**TASK TO COMPLETE:** Please tally the lines in the records that include the word "white" and answer with the bare number.

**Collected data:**
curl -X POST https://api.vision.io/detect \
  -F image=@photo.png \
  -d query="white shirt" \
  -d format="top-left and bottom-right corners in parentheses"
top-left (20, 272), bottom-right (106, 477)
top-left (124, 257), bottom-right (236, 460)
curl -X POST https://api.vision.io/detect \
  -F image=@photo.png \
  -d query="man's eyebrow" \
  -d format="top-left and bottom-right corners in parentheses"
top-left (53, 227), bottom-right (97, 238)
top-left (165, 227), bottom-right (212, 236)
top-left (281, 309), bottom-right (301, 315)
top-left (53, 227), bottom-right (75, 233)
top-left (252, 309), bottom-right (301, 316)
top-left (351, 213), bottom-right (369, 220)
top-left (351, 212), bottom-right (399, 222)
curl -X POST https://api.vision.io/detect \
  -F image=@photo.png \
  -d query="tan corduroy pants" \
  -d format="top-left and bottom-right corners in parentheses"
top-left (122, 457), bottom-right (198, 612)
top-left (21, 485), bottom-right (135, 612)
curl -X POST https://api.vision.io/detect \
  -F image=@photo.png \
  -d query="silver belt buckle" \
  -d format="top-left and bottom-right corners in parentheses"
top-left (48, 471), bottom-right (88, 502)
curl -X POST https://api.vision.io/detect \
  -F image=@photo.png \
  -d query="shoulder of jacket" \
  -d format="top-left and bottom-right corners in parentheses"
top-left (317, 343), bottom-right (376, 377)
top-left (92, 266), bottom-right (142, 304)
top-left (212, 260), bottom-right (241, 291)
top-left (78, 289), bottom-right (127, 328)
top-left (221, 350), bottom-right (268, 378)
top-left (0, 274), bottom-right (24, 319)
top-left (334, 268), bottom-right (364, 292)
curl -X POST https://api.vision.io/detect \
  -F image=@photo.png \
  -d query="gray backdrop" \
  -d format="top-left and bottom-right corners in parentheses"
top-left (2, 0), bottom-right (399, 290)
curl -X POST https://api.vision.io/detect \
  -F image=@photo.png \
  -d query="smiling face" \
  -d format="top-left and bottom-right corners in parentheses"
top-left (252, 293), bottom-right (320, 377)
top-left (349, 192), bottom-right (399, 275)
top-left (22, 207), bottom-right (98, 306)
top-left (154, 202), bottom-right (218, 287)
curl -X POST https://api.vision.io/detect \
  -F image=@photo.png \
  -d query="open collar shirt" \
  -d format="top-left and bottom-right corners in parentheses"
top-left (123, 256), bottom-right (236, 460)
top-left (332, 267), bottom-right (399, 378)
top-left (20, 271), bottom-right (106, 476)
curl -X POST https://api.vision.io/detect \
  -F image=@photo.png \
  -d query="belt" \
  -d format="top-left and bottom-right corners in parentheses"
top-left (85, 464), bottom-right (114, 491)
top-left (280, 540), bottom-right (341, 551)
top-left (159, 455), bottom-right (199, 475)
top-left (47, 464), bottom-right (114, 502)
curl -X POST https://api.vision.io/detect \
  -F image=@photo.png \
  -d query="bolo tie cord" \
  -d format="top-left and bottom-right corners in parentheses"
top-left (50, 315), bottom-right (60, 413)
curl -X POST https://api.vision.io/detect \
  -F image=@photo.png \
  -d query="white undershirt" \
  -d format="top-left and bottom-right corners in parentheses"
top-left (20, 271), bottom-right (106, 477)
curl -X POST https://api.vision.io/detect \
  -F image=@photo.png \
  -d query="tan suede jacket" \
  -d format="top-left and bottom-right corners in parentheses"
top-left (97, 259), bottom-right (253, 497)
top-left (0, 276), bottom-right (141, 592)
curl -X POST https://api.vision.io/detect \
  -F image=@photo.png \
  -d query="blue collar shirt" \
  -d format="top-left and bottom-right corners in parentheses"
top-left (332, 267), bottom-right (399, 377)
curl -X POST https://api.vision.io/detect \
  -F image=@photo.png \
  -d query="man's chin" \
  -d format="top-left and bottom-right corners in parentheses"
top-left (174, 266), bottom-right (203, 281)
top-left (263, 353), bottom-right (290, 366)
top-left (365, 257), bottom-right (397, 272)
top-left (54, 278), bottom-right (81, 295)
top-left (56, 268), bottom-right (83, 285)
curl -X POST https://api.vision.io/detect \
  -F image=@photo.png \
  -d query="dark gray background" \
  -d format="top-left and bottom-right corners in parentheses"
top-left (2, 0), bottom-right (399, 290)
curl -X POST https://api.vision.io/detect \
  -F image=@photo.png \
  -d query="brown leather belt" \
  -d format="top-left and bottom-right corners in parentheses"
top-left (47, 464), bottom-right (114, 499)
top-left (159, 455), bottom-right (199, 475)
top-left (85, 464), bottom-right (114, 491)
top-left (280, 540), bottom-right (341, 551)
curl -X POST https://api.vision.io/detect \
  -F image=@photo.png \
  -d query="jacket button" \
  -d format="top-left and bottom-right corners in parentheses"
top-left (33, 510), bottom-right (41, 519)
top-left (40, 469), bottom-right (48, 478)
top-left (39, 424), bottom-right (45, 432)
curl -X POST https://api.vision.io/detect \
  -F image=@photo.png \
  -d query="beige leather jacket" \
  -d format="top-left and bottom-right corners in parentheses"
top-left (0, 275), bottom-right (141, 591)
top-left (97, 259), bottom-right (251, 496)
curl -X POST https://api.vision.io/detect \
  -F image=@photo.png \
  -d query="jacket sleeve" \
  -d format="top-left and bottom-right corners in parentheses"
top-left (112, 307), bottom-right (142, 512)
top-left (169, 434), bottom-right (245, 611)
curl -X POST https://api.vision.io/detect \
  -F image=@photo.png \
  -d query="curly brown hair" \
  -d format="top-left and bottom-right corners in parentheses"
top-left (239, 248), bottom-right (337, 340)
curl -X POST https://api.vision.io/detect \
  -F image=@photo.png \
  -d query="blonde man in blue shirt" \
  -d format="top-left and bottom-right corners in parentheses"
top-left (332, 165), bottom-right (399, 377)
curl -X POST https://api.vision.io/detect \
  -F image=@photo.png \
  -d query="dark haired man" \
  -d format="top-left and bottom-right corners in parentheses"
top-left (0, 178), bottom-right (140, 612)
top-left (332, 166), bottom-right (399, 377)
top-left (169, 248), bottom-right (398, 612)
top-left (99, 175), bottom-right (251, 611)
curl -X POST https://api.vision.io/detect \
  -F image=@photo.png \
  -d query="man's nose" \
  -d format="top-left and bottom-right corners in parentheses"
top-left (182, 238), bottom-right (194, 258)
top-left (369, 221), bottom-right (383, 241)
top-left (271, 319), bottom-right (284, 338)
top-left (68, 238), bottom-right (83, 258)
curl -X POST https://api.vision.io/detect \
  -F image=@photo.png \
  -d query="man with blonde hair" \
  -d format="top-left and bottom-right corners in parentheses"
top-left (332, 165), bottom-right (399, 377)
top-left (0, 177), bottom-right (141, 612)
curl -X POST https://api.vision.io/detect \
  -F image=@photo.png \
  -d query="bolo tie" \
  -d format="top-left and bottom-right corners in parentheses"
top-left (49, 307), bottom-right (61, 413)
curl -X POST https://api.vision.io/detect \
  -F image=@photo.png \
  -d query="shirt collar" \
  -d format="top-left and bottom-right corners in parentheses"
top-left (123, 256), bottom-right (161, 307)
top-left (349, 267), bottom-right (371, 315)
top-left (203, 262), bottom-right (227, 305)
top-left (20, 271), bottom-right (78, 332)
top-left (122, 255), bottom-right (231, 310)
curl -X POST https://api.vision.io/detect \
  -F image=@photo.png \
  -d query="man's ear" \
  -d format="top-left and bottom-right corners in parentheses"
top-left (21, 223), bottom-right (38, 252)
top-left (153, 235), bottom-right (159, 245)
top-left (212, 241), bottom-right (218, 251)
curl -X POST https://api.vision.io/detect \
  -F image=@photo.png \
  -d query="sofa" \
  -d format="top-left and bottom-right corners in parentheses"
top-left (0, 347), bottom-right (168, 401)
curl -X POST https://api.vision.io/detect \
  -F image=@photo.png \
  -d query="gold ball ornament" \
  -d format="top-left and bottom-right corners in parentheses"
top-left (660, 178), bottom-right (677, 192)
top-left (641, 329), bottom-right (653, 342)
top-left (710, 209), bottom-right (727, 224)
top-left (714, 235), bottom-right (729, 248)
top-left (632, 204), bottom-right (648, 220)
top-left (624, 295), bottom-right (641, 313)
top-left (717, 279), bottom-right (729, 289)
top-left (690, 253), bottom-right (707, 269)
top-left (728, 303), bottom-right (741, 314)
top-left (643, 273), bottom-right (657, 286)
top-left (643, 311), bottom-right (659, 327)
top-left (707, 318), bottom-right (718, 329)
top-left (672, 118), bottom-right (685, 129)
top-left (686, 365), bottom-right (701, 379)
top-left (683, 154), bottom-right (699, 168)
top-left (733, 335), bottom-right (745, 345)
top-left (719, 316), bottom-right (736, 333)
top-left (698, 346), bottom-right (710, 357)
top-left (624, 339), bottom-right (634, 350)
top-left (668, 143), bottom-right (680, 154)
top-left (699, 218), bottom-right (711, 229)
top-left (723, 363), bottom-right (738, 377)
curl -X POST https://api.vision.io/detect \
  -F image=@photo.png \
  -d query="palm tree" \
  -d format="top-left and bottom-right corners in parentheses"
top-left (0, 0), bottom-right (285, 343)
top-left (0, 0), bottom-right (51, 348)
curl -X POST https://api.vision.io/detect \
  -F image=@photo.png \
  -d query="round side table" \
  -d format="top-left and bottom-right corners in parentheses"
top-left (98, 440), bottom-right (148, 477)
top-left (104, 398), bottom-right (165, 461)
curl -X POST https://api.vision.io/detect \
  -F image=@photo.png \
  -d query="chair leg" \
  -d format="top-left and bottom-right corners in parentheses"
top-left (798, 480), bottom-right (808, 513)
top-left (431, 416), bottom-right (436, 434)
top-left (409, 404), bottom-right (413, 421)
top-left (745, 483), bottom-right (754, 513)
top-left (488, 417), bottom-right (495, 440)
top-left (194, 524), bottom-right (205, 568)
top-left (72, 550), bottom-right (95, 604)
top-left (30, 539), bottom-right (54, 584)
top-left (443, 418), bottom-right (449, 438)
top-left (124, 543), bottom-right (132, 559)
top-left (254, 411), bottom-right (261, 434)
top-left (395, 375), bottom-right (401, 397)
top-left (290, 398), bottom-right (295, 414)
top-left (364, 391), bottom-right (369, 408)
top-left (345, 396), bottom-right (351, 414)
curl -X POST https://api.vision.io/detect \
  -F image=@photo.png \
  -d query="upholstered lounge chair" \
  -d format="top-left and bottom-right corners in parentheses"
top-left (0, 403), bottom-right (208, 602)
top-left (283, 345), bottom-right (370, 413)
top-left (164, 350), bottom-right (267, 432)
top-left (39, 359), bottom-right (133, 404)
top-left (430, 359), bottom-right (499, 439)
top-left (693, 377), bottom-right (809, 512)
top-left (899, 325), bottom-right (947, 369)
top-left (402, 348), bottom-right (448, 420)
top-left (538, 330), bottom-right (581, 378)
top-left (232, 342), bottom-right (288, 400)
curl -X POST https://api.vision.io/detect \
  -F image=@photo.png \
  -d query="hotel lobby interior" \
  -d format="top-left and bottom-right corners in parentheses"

**OUTPUT FOR THIS EXERCISE:** 2